- STATED PROBLEM -
Below you will find a set of lines. Repeat them all exactly.

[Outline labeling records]
● ● ●

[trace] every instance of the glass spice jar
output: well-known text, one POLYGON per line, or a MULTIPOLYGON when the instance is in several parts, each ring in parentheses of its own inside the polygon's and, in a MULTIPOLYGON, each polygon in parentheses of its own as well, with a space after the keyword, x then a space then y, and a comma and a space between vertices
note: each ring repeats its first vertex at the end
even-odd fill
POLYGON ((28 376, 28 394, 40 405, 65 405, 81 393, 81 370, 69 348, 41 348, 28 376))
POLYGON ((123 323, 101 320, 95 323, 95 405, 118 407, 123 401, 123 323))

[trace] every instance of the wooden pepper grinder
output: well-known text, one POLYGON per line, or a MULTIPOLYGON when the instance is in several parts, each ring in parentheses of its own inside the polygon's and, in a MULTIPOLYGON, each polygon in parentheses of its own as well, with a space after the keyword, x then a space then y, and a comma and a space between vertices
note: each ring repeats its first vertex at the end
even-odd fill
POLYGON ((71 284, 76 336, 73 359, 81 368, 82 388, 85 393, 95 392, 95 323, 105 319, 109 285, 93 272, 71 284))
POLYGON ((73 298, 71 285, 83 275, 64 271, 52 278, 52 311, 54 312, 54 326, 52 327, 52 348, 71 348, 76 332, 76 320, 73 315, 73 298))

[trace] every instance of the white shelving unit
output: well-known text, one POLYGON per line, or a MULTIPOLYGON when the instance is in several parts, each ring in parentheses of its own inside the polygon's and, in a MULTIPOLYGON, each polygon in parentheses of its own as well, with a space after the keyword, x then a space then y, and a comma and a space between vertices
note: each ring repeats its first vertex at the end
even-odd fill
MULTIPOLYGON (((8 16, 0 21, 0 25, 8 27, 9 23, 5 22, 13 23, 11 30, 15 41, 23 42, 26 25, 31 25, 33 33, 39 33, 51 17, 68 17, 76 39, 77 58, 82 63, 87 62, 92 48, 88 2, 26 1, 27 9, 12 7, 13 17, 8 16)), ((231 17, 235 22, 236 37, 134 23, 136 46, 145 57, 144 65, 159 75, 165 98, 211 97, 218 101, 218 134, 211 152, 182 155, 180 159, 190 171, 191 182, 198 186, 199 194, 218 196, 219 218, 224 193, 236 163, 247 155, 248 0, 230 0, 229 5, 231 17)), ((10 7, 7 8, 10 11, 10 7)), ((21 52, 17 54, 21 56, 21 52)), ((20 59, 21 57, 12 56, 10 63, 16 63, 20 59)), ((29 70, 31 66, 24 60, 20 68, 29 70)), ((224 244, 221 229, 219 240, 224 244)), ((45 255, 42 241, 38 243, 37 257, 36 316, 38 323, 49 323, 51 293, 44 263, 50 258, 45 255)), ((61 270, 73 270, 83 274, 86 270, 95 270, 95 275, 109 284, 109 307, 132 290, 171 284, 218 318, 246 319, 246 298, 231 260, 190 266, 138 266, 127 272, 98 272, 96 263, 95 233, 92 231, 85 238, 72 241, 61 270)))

● ● ●

- TASK RESPONSE -
[trace] every instance of the glass spice jar
output: well-known text, one POLYGON per line, or a MULTIPOLYGON when the instance is in several parts, each ring in parentheses of its own inside the polygon's and, in a MULTIPOLYGON, each polygon in parentheses of its own as well, with a space after the keyword, x then a space then y, and a comma and a space between vertices
note: each ring repeats its first vertex at the end
even-odd fill
POLYGON ((28 376, 28 394, 40 405, 65 405, 81 393, 81 370, 69 348, 41 348, 28 376))
POLYGON ((123 323, 101 320, 95 323, 95 405, 118 407, 123 401, 123 323))

[trace] every instance of the wooden pepper grinder
output: well-known text, one POLYGON per line, or a MULTIPOLYGON when the instance is in several parts, each ring in parentheses of its own inside the polygon's and, in a MULTIPOLYGON, each polygon in parentheses of its own as well, with a space after the keyword, x then a space then y, and a comma and a space between vertices
note: each ring repeats its first vertex at the end
even-odd fill
POLYGON ((71 284, 76 336, 73 359, 81 368, 82 388, 85 393, 95 392, 95 323, 105 319, 109 285, 93 272, 71 284))
POLYGON ((73 298, 71 285, 83 275, 64 271, 52 278, 52 311, 54 312, 54 326, 52 327, 52 348, 71 348, 76 332, 76 320, 73 315, 73 298))

[trace] every instance of the white shelving unit
output: well-known text, one POLYGON per line, or a MULTIPOLYGON when the instance is in several parts, each ring in parentheses of its own inside the polygon's and, in a MULTIPOLYGON, each polygon in parentheses of its own as well, with a space after the keyword, x then a space then y, and a comma and a space between vertices
note: each ring repeats its first vertex at the end
even-odd fill
MULTIPOLYGON (((8 16, 0 21, 0 25, 8 27, 9 23, 5 22, 13 23, 11 30, 15 41, 23 42, 26 25, 31 25, 33 33, 39 33, 51 17, 68 17, 76 39, 77 58, 82 63, 87 62, 92 48, 88 2, 26 1, 27 9, 12 7, 13 17, 8 16)), ((231 17, 235 22, 236 37, 134 23, 136 46, 145 57, 144 65, 159 75, 165 98, 211 97, 218 101, 218 134, 211 152, 182 155, 180 159, 190 171, 191 182, 198 186, 199 194, 218 196, 219 218, 224 193, 236 163, 247 155, 248 0, 230 0, 229 5, 231 17)), ((10 7, 7 8, 10 11, 10 7)), ((21 52, 17 54, 21 56, 21 52)), ((20 59, 21 57, 12 56, 10 63, 16 63, 20 59)), ((29 70, 31 66, 24 60, 20 68, 29 70)), ((224 244, 221 229, 219 240, 224 244)), ((45 255, 42 241, 38 243, 37 257, 36 316, 38 323, 49 323, 51 293, 44 263, 50 258, 45 255)), ((61 270, 73 270, 83 274, 86 270, 95 270, 95 275, 109 284, 109 307, 132 290, 171 284, 218 318, 246 319, 246 298, 231 260, 190 266, 138 266, 127 272, 98 272, 96 263, 95 233, 92 231, 85 238, 72 241, 61 270)))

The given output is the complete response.